Send back the records in full, character for character.

* [Provided entries]:
────────────────
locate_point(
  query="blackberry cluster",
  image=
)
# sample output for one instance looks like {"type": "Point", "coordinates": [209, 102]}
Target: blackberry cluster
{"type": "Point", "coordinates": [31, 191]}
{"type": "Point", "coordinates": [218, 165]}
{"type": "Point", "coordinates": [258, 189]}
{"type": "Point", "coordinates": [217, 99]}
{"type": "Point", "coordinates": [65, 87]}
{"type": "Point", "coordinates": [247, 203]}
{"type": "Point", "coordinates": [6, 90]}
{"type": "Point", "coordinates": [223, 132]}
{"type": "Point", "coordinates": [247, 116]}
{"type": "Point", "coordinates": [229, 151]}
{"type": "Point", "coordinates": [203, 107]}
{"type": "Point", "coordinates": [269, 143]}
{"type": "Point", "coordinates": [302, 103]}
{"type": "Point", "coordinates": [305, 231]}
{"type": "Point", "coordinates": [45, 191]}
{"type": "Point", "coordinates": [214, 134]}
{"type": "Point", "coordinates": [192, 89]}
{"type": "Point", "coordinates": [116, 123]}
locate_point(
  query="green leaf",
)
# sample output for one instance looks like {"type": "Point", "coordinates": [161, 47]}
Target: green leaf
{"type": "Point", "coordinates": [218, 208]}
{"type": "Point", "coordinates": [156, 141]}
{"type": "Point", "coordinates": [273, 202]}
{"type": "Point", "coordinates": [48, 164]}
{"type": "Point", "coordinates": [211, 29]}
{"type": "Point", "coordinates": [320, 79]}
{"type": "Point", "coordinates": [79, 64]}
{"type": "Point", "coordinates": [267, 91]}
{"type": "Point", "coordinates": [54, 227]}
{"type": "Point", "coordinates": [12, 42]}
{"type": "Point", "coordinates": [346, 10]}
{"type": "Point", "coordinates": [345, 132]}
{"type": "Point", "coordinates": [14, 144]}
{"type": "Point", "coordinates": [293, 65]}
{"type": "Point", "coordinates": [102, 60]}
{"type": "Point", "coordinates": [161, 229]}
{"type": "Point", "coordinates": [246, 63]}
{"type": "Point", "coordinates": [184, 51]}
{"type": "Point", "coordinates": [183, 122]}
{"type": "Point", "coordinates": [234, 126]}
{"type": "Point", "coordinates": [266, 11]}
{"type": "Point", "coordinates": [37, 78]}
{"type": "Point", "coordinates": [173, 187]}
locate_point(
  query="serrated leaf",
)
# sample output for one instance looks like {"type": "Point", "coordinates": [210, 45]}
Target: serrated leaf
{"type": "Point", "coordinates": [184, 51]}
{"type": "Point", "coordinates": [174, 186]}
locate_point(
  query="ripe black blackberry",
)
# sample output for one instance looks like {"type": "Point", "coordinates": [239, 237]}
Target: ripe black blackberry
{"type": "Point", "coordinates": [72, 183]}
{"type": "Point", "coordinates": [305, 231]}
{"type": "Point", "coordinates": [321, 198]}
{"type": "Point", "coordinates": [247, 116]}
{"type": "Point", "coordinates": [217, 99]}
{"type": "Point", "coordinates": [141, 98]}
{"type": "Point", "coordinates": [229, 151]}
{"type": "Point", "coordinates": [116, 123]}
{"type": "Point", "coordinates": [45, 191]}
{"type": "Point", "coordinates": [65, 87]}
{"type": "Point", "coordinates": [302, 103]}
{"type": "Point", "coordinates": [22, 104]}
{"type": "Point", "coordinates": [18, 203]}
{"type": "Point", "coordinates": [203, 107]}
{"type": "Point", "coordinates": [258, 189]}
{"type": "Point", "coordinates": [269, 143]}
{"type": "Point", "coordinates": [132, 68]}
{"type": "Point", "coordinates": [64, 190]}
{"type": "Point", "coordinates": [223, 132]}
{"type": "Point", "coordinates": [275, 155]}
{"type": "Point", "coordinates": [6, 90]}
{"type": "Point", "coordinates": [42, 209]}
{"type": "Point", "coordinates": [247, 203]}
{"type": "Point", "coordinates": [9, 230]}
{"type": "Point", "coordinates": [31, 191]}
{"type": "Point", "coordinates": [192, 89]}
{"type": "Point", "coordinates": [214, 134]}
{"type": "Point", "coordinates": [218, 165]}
────────────────
* [Exercise output]:
locate_point(
  query="blackberry cluster",
  image=
)
# sample output for one instance looks like {"type": "Point", "coordinates": [209, 102]}
Target: blackberry cluster
{"type": "Point", "coordinates": [31, 191]}
{"type": "Point", "coordinates": [218, 165]}
{"type": "Point", "coordinates": [258, 189]}
{"type": "Point", "coordinates": [217, 99]}
{"type": "Point", "coordinates": [65, 87]}
{"type": "Point", "coordinates": [247, 203]}
{"type": "Point", "coordinates": [6, 90]}
{"type": "Point", "coordinates": [223, 132]}
{"type": "Point", "coordinates": [247, 116]}
{"type": "Point", "coordinates": [229, 151]}
{"type": "Point", "coordinates": [203, 107]}
{"type": "Point", "coordinates": [269, 143]}
{"type": "Point", "coordinates": [302, 103]}
{"type": "Point", "coordinates": [305, 231]}
{"type": "Point", "coordinates": [45, 191]}
{"type": "Point", "coordinates": [214, 134]}
{"type": "Point", "coordinates": [192, 89]}
{"type": "Point", "coordinates": [116, 123]}
locate_point(
  query="green leaf",
)
# sample output for one instance looks like {"type": "Point", "coordinates": [161, 47]}
Target: green leaf
{"type": "Point", "coordinates": [218, 208]}
{"type": "Point", "coordinates": [156, 141]}
{"type": "Point", "coordinates": [273, 202]}
{"type": "Point", "coordinates": [48, 164]}
{"type": "Point", "coordinates": [211, 29]}
{"type": "Point", "coordinates": [320, 79]}
{"type": "Point", "coordinates": [79, 64]}
{"type": "Point", "coordinates": [267, 91]}
{"type": "Point", "coordinates": [54, 227]}
{"type": "Point", "coordinates": [12, 42]}
{"type": "Point", "coordinates": [346, 10]}
{"type": "Point", "coordinates": [345, 132]}
{"type": "Point", "coordinates": [14, 144]}
{"type": "Point", "coordinates": [293, 65]}
{"type": "Point", "coordinates": [102, 60]}
{"type": "Point", "coordinates": [161, 229]}
{"type": "Point", "coordinates": [246, 63]}
{"type": "Point", "coordinates": [184, 51]}
{"type": "Point", "coordinates": [183, 122]}
{"type": "Point", "coordinates": [234, 126]}
{"type": "Point", "coordinates": [266, 11]}
{"type": "Point", "coordinates": [37, 78]}
{"type": "Point", "coordinates": [173, 187]}
locate_point(
  query="serrated leaf",
)
# sample output for one instance looks like {"type": "Point", "coordinates": [210, 45]}
Target: serrated leaf
{"type": "Point", "coordinates": [184, 51]}
{"type": "Point", "coordinates": [174, 186]}
locate_point(
  query="ripe black blackberry",
)
# sample output for one instance looks like {"type": "Point", "coordinates": [239, 237]}
Target: ripe black blackberry
{"type": "Point", "coordinates": [72, 183]}
{"type": "Point", "coordinates": [305, 231]}
{"type": "Point", "coordinates": [321, 198]}
{"type": "Point", "coordinates": [247, 116]}
{"type": "Point", "coordinates": [217, 99]}
{"type": "Point", "coordinates": [141, 98]}
{"type": "Point", "coordinates": [229, 151]}
{"type": "Point", "coordinates": [116, 123]}
{"type": "Point", "coordinates": [45, 191]}
{"type": "Point", "coordinates": [65, 87]}
{"type": "Point", "coordinates": [302, 103]}
{"type": "Point", "coordinates": [22, 104]}
{"type": "Point", "coordinates": [18, 203]}
{"type": "Point", "coordinates": [203, 107]}
{"type": "Point", "coordinates": [258, 189]}
{"type": "Point", "coordinates": [269, 143]}
{"type": "Point", "coordinates": [132, 68]}
{"type": "Point", "coordinates": [64, 190]}
{"type": "Point", "coordinates": [223, 132]}
{"type": "Point", "coordinates": [275, 155]}
{"type": "Point", "coordinates": [6, 90]}
{"type": "Point", "coordinates": [42, 209]}
{"type": "Point", "coordinates": [247, 203]}
{"type": "Point", "coordinates": [9, 230]}
{"type": "Point", "coordinates": [31, 191]}
{"type": "Point", "coordinates": [192, 89]}
{"type": "Point", "coordinates": [214, 134]}
{"type": "Point", "coordinates": [218, 165]}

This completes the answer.